Polygon outlines for photos
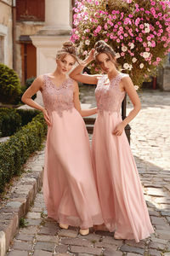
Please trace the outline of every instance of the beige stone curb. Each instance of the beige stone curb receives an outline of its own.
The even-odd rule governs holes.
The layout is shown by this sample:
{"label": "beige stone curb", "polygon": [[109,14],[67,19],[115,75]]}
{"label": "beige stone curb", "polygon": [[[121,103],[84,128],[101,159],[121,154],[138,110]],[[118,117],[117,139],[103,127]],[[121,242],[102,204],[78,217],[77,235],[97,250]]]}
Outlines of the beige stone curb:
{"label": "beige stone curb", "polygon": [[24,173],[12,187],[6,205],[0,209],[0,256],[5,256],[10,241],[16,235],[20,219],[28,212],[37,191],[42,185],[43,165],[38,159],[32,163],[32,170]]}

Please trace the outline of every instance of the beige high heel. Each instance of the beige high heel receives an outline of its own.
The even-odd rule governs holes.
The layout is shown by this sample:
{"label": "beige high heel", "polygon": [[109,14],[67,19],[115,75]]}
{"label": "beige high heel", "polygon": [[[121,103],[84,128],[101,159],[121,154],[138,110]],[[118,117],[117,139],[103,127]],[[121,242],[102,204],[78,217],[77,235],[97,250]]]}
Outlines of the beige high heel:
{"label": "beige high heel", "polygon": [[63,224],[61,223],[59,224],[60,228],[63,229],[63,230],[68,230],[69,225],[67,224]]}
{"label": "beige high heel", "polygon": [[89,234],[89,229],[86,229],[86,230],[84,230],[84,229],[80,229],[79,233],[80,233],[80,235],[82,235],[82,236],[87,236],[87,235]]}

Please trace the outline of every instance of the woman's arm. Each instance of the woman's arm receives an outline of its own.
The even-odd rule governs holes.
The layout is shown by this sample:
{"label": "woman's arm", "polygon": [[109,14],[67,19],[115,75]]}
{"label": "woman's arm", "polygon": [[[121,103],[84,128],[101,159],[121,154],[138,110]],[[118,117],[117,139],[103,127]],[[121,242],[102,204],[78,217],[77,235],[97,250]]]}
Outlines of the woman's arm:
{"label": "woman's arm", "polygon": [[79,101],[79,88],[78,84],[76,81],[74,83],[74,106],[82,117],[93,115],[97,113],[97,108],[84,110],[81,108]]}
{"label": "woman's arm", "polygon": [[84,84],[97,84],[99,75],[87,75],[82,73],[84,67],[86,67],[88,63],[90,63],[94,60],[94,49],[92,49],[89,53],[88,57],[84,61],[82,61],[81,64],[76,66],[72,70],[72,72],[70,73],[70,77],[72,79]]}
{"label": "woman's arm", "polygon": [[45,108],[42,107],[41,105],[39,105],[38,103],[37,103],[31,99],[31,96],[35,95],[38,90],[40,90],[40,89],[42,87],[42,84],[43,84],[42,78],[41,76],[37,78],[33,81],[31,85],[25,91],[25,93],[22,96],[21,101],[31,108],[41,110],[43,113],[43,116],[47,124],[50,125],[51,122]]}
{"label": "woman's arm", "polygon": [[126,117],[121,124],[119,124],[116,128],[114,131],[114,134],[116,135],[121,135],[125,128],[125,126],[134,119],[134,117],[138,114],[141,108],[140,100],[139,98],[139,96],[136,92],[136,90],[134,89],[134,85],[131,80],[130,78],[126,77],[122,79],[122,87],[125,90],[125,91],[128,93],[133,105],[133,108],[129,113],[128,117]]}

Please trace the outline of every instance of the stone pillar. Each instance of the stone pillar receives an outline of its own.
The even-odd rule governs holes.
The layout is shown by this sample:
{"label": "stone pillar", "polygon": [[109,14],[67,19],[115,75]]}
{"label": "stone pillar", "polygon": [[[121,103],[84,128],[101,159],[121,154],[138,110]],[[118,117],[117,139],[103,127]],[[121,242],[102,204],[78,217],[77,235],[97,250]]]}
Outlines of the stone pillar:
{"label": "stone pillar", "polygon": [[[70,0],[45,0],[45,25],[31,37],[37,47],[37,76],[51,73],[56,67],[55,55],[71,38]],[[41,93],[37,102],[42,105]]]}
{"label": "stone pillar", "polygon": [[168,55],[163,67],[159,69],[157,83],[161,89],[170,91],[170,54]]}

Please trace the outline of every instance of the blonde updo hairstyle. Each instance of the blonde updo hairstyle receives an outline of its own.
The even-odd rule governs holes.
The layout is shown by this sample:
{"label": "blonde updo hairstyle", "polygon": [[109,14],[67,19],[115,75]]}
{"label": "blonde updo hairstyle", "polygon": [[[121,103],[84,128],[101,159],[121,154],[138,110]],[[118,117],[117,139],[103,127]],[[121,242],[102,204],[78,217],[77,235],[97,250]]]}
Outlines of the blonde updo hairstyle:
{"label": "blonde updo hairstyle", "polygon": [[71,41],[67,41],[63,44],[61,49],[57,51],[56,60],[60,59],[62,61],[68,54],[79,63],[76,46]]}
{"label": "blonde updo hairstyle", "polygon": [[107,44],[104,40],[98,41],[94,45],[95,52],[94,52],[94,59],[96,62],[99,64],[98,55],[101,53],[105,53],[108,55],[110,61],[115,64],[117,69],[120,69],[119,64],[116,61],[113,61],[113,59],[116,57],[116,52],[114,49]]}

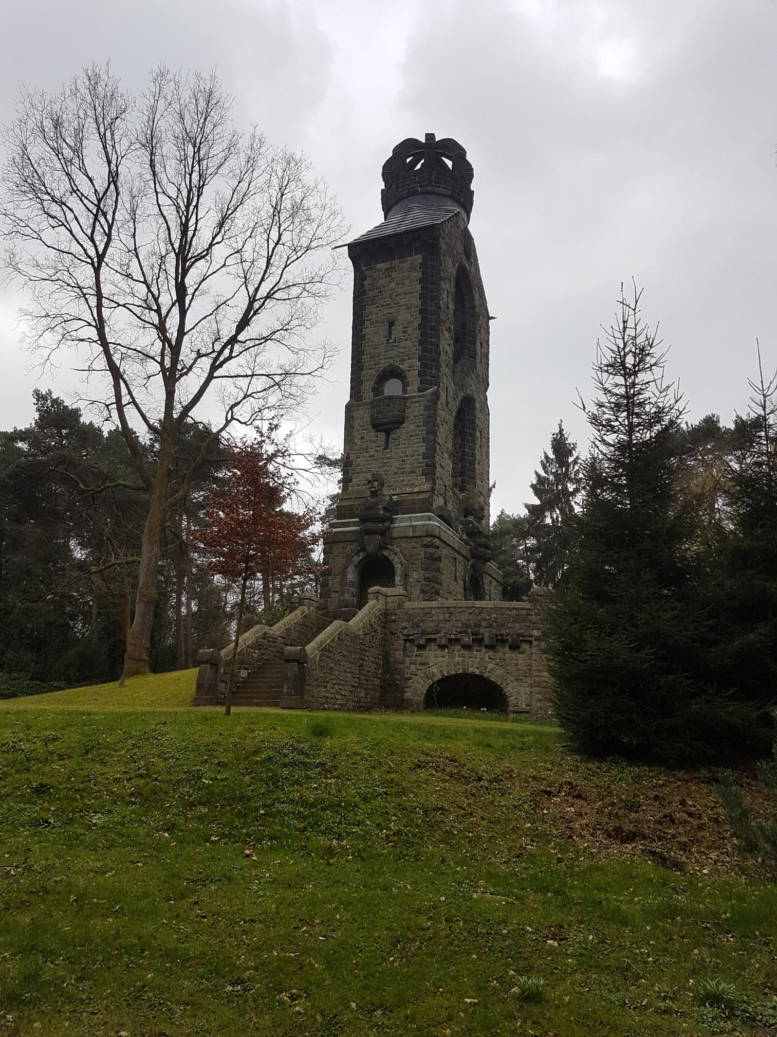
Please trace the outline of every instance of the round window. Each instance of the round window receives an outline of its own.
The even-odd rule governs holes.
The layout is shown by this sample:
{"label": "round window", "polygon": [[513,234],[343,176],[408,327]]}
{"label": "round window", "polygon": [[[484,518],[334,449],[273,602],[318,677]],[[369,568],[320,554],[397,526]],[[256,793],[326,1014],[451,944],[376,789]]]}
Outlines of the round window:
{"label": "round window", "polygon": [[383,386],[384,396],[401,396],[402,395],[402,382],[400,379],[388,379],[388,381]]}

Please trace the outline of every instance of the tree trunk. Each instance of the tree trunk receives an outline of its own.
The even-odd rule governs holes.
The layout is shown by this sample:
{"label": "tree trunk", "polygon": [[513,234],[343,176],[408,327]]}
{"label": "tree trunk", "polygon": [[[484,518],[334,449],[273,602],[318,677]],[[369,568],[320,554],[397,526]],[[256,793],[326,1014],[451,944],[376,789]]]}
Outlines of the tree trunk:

> CHALLENGE
Swap "receives an outline of its own" for "gets a separate outline" throughout the records above and write all of them out again with no other changes, leaving out the pictures.

> TASK RESPONSE
Please trace the outline of every instance of the beige stone curb. Each instance of the beige stone curb gets a separate outline.
The even-odd rule governs holes.
The layout is shown by this sample:
{"label": "beige stone curb", "polygon": [[109,14],[67,19],[115,75]]}
{"label": "beige stone curb", "polygon": [[[121,103],[84,128],[101,159],[121,154],[138,110]],[[118,117],[117,139],[103,127]],[[121,242],[102,204],[78,217],[77,235],[97,250]]]}
Outlines of the beige stone curb:
{"label": "beige stone curb", "polygon": [[24,173],[12,187],[6,205],[0,209],[0,256],[5,256],[10,241],[16,235],[20,219],[28,212],[37,191],[42,185],[43,165],[38,159],[32,163],[32,170]]}

Please trace the outline of every instance of the beige high heel. Each instance of the beige high heel gets a separate outline.
The even-odd rule governs holes.
The layout is shown by this sample:
{"label": "beige high heel", "polygon": [[109,14],[67,19],[115,75]]}
{"label": "beige high heel", "polygon": [[[121,103],[84,128],[101,159],[121,154],[138,110]],[[118,117],[117,139],[103,127]],[[121,242],[102,204],[78,217],[77,235],[97,250]]]}
Outlines of the beige high heel:
{"label": "beige high heel", "polygon": [[63,224],[61,223],[59,224],[60,228],[63,229],[63,230],[68,230],[69,225],[67,224]]}
{"label": "beige high heel", "polygon": [[89,234],[89,229],[86,229],[86,230],[84,230],[84,229],[80,229],[79,233],[80,233],[80,235],[82,235],[82,236],[87,236],[87,235]]}

Please trace the outline of every instance of the woman's arm. Each instance of the woman's arm gets a separate outline.
The even-odd rule governs holes.
The layout is shown by this sample:
{"label": "woman's arm", "polygon": [[109,14],[67,19],[115,75]]}
{"label": "woman's arm", "polygon": [[[121,103],[84,128],[101,159],[121,154],[138,110]],[[118,117],[117,139],[103,127]],[[121,242],[102,204],[78,217],[77,235],[97,250]]]}
Outlines of the woman's arm:
{"label": "woman's arm", "polygon": [[79,101],[79,88],[78,84],[76,81],[74,83],[74,106],[82,117],[93,115],[97,113],[97,108],[84,110],[81,108]]}
{"label": "woman's arm", "polygon": [[84,84],[97,84],[99,75],[87,75],[82,73],[84,67],[86,67],[88,63],[90,63],[94,60],[94,49],[92,49],[89,53],[88,57],[84,61],[82,61],[81,64],[76,66],[72,70],[72,72],[70,73],[70,77],[72,79]]}
{"label": "woman's arm", "polygon": [[45,108],[42,107],[41,105],[39,105],[38,103],[37,103],[31,99],[31,96],[35,95],[38,90],[40,90],[40,89],[42,87],[42,84],[43,84],[42,78],[41,76],[37,78],[33,81],[31,85],[25,91],[25,93],[22,96],[21,101],[31,108],[41,110],[43,113],[43,116],[47,124],[50,125],[51,122]]}
{"label": "woman's arm", "polygon": [[126,117],[121,124],[119,124],[116,128],[114,131],[114,134],[116,135],[121,135],[125,128],[125,126],[134,119],[134,117],[138,114],[141,108],[140,100],[139,98],[139,96],[136,92],[136,90],[134,89],[134,85],[131,80],[130,78],[126,77],[122,79],[122,87],[125,90],[125,91],[128,93],[133,105],[133,108],[129,113],[128,117]]}

Please trace the outline of every instance of the stone pillar. Each instance of the stone pillar gets a separate outline.
The even-odd rule governs holes.
The layout is shown by this sample:
{"label": "stone pillar", "polygon": [[109,14],[67,19],[115,75]]}
{"label": "stone pillar", "polygon": [[[121,103],[84,128],[101,159],[121,154],[138,110]],[[118,117],[117,139],[103,127]],[[121,242],[102,204],[78,217],[77,235],[97,250]]]}
Outlines of the stone pillar:
{"label": "stone pillar", "polygon": [[[70,0],[45,0],[45,25],[31,37],[37,47],[37,76],[51,73],[56,67],[55,55],[71,38]],[[41,93],[37,102],[42,105]]]}
{"label": "stone pillar", "polygon": [[168,55],[163,67],[159,69],[157,83],[161,89],[170,91],[170,54]]}

Please trace the outline of every instance of the blonde updo hairstyle. Each instance of the blonde updo hairstyle gets a separate outline.
The even-odd rule governs holes.
The layout is shown by this sample:
{"label": "blonde updo hairstyle", "polygon": [[109,14],[67,19],[115,75]]}
{"label": "blonde updo hairstyle", "polygon": [[[121,103],[84,128],[101,159],[121,154],[138,110]],[[118,117],[117,139],[103,127]],[[121,242],[102,204],[78,217],[77,235],[97,250]]]}
Outlines of the blonde updo hairstyle:
{"label": "blonde updo hairstyle", "polygon": [[71,41],[67,41],[63,44],[61,49],[57,51],[56,60],[60,59],[62,61],[68,54],[79,63],[76,46]]}
{"label": "blonde updo hairstyle", "polygon": [[107,44],[104,40],[98,41],[94,45],[95,52],[94,52],[94,59],[96,62],[99,64],[98,55],[101,53],[105,53],[108,55],[110,61],[115,64],[117,69],[120,69],[119,64],[116,61],[113,61],[113,59],[116,57],[116,52],[114,49]]}

Please trace the outline of every instance of the round window. Each instance of the round window gets a separate outline.
The even-odd rule governs holes.
The layout is shown by this sample:
{"label": "round window", "polygon": [[513,234],[343,176],[408,327]]}
{"label": "round window", "polygon": [[[484,518],[334,449],[273,602],[318,677]],[[369,568],[320,554],[397,526]],[[256,793],[326,1014],[451,944],[376,789]]]}
Outlines of the round window:
{"label": "round window", "polygon": [[383,386],[384,396],[401,396],[402,395],[402,382],[400,379],[388,379],[388,381]]}

Please trace the outline of every instance of the tree trunk. Each instance of the tree trunk gets a separate outline.
The even-odd rule governs holes.
The layout is shown by this sample:
{"label": "tree trunk", "polygon": [[513,234],[343,176],[408,327]]}
{"label": "tree trunk", "polygon": [[[484,518],[334,449],[273,602],[318,677]],[[369,568],[320,554],[397,526]],[[256,793],[326,1014],[451,944],[376,789]]]}
Outlines of the tree trunk:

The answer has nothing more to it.